▶ _Written tasks_
**1)** According to the immigration bill article, how many Senate votes does the initiative need to pass?
**2)** Decide whether each statement agrees with the immigration bill article. Answer yes or no for each, and quote the deciding words of the text.
(a) The diversity lottery assigns up to 50 thousand visas per year.
(b) Under the new system, parents and siblings could still immigrate.
(c) In 2015, India received the largest share of green cards.
**3)** Reproduce the passage of the immigration bill article between "The bill would also scrap" and "Democrat Charles Schumer.", inclusive.

[start Document section]

Trump endorses Republican plan to remove “lottery” and reduce green card approval
Claudia Quiñonez and Gerson Quinteros during a protest yesterday at the White House (LENIN NOLLY. EFE)
03/08/2017
11:57
Washington
EFE and AP
-A +A

American President Donald Trump endorsed yesterday a bill that aims to cut by half the entry of permanent legal immigrants to the country for the following decade and create a merit-based system, yet this will hardly surpass the Democrat opposition at the Senate.

Trump has backed the initiative of Republican Senators David Perdue, from Georgia, and Tom Cotton, from Arkansas, that until now has had little impact on the Senate. The President said this would be “the most significant reform to our immigration system in half a century.”

According to this bill, green cards will be granted on the basis of a “more competitive” point system, according to the qualification level of the applicant, said Trump. “This system will favor those who can speak English, are able to financially support themselves and their families, and offer skills which can contribute to our economy,” he added.

Trump also said the project will also prevent new immigrants from receiving the American social benefits, even though current laws have prohibited immigrants from receiving any kind of social benefit during their first five years in the country, for the past two decades.

If the bill is passed, the number of green cards approved in the US would reduce from 637 thousand 960 people during the first year, to 539 thousand and 958 people by its tenth year, according to the promoters. This would mean a decrease of 40% and 50%, accordingly, taking as a reference data from 2015, when one million 51 thousand and 31 permanent permits were granted.

According to the most recent data from the Department of Homeland Security, in 2015, the percentage of immigrants who received the more green cards were as follows: Mexico (15.1%), China (7.1%), India (6.1%), Philippines (5.4%), Cuba (5.2%) and Dominican Republic (4.8%).

In addition to the point-based system to measure “merits”, the bill would also restrict new citizens and permanent residents from sponsoring relatives for their immigration to the US. The new system will only allow spouses and minor children to immigrate, contrary to the current systems, which admits parents and siblings.

The bill would also scrap the “diversity lottery”, which assigns up to 50 thousand visas per year to citizens from countries who commonly have low immigration rates.

The RAISE Act (Reforming American Immigration for Strong Employment) would also reduce the number of refugees allowed into the US to 50 thousand per year. For the bill to be passed, the initiative requires 60 votes in the Senate and will probably face opposition from Democrats. “In essence, it's all about cutting immigration by a half a million people, legal immigration. That doesn't make much sense,” said minority leader, Democrat Charles Schumer.

[end Document section]
[start Provided data]

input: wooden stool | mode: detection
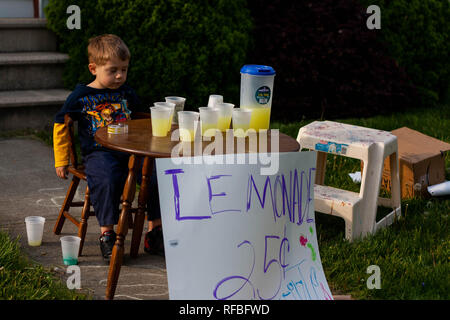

[end Provided data]

▶ _Solutions to the tasks_
**1)** 60 votes.

**2)**
(a) Yes. "assigns up to 50 thousand visas per year to citizens from countries who commonly have low immigration rates"
(b) No. "The new system will only allow spouses and minor children to immigrate"
(c) No. "Mexico (15.1%), China (7.1%), India (6.1%)"

**3)**
The bill would also scrap the “diversity lottery”, which assigns up to 50 thousand visas per year to citizens from countries who commonly have low immigration rates.

The RAISE Act (Reforming American Immigration for Strong Employment) would also reduce the number of refugees allowed into the US to 50 thousand per year. For the bill to be passed, the initiative requires 60 votes in the Senate and will probably face opposition from Democrats. “In essence, it's all about cutting immigration by a half a million people, legal immigration. That doesn't make much sense,” said minority leader, Democrat Charles Schumer.